──────── Input material
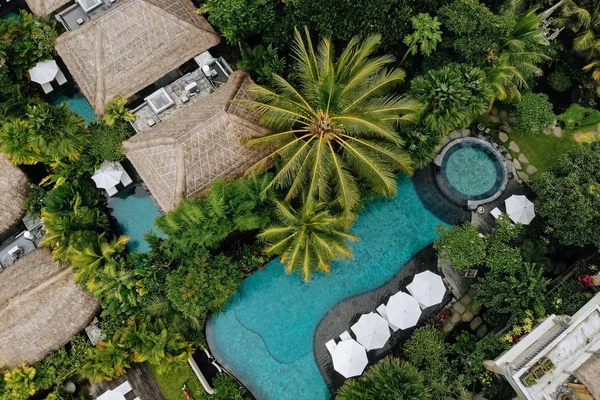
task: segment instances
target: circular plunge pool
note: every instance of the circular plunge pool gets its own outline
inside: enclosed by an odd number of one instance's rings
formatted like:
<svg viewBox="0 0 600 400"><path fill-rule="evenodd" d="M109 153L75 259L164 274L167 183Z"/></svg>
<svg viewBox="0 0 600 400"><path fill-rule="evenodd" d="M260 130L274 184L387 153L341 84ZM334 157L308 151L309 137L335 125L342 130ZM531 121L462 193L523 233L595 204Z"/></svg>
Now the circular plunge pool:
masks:
<svg viewBox="0 0 600 400"><path fill-rule="evenodd" d="M442 151L437 181L455 202L493 200L505 183L504 164L491 145L481 139L450 142Z"/></svg>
────────────────
**Task brief**
Give every line of the data above again as it stands; the pictures stay out.

**Solved exercise**
task: segment instances
target: circular plunge pool
note: every instance of the circular plunge pool gets its own outline
inside: enclosed by an odd number of one instance's rings
formatted like:
<svg viewBox="0 0 600 400"><path fill-rule="evenodd" d="M109 153L75 259L164 274L167 183Z"/></svg>
<svg viewBox="0 0 600 400"><path fill-rule="evenodd" d="M260 130L274 184L387 153L341 84ZM334 157L308 151L309 137L335 125L342 130ZM531 121L462 193L523 233L595 204Z"/></svg>
Now the circular plunge pool:
masks:
<svg viewBox="0 0 600 400"><path fill-rule="evenodd" d="M442 151L437 181L455 202L493 200L505 183L504 164L491 145L481 139L450 142Z"/></svg>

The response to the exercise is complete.